__WORK REQUIRED__:
Reproduce exactly the lines beginning with the line that contains "point: orange foliage" and ending at the final line of the material below.

====================

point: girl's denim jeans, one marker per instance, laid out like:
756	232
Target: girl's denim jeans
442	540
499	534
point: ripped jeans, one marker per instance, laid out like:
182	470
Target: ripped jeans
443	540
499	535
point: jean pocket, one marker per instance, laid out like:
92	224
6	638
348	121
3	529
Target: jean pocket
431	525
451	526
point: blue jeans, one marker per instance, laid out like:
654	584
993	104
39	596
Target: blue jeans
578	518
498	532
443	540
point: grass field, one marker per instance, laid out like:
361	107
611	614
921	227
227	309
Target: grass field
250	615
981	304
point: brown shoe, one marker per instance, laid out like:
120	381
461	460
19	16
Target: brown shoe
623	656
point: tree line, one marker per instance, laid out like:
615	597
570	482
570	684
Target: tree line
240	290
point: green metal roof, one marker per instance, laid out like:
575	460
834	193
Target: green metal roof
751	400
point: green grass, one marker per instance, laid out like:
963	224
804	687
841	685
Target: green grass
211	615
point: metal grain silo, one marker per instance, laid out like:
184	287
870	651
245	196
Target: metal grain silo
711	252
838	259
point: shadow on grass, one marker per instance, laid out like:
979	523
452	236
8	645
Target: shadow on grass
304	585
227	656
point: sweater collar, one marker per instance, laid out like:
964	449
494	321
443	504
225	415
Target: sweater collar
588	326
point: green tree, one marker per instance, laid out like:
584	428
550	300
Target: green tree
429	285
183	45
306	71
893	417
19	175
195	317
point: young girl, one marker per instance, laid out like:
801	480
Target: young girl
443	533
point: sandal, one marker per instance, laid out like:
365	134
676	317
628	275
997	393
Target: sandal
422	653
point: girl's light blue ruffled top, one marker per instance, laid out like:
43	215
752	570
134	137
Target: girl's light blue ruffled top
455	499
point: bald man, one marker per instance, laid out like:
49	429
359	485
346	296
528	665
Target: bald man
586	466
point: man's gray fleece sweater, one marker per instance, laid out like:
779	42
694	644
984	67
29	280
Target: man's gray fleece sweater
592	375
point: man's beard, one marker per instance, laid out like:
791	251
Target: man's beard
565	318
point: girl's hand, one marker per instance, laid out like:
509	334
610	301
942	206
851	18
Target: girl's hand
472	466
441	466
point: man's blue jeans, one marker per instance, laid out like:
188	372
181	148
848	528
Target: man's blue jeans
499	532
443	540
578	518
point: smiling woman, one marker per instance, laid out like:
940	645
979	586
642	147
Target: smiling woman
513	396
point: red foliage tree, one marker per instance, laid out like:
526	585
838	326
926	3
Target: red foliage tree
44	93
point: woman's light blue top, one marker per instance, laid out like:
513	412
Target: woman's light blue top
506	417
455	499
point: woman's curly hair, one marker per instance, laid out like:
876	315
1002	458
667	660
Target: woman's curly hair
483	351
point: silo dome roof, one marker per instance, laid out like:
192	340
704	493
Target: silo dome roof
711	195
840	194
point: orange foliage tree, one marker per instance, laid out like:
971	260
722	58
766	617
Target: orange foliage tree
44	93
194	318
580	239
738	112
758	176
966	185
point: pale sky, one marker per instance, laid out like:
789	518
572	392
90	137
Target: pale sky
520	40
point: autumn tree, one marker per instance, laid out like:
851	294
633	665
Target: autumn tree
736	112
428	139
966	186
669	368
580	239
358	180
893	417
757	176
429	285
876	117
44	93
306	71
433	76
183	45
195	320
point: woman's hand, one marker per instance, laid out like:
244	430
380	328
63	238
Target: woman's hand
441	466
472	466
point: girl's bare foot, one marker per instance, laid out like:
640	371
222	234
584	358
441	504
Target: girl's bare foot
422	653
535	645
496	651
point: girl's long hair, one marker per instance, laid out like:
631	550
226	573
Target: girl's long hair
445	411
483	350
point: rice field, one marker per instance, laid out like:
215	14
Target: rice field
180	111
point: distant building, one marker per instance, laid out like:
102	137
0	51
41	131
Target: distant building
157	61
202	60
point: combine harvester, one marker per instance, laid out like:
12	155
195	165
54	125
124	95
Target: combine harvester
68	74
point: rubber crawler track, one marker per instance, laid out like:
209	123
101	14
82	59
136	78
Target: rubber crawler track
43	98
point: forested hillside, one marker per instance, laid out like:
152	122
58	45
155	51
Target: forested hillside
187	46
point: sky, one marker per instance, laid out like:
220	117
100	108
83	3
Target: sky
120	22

====================

__RESULT OF THIS TASK__:
point: orange foliage tree, one marker per instance, laid out like:
971	260
722	58
766	617
Target: orange foliage tree
44	93
194	318
580	239
738	112
758	176
966	185
point: pale sky, one marker per instance, laid out like:
789	518
572	392
90	137
Target: pale sky
520	40
point: autumn tree, one marker per instance, laid out like:
851	294
633	665
Target: autumn tree
736	112
428	139
966	186
669	368
580	239
358	180
893	417
757	176
429	285
876	117
44	93
306	71
433	76
183	45
195	320
point: woman's hand, one marker per instance, laid out like:
244	430
380	328
63	238
Target: woman's hand
441	466
472	466
point: girl's bare foot, one marker per instance, laid out like:
640	371
222	234
584	358
441	504
Target: girl's bare foot
422	653
535	645
496	651
point: girl's long hair, one marker per instance, laid out like:
631	550
226	573
Target: girl's long hair
445	411
483	350
point: rice field, one marker per instance, laid out like:
215	14
Target: rice field
180	111
point: distant building, one marker per instance, laid out like:
102	137
0	51
41	131
Target: distant building
157	61
202	60
point: combine harvester, one marker per instance, laid out like:
12	155
195	165
54	125
124	95
Target: combine harvester
68	74
point: rubber crawler track, one marker per instance, laid out like:
209	123
101	14
82	59
136	78
Target: rubber crawler track
43	98
point: forested hillside, one marker per instance, laid out like:
152	122
58	45
155	51
Target: forested hillside
187	46
point: sky, one marker per instance, laid out like:
220	117
100	108
83	3
Target: sky
120	22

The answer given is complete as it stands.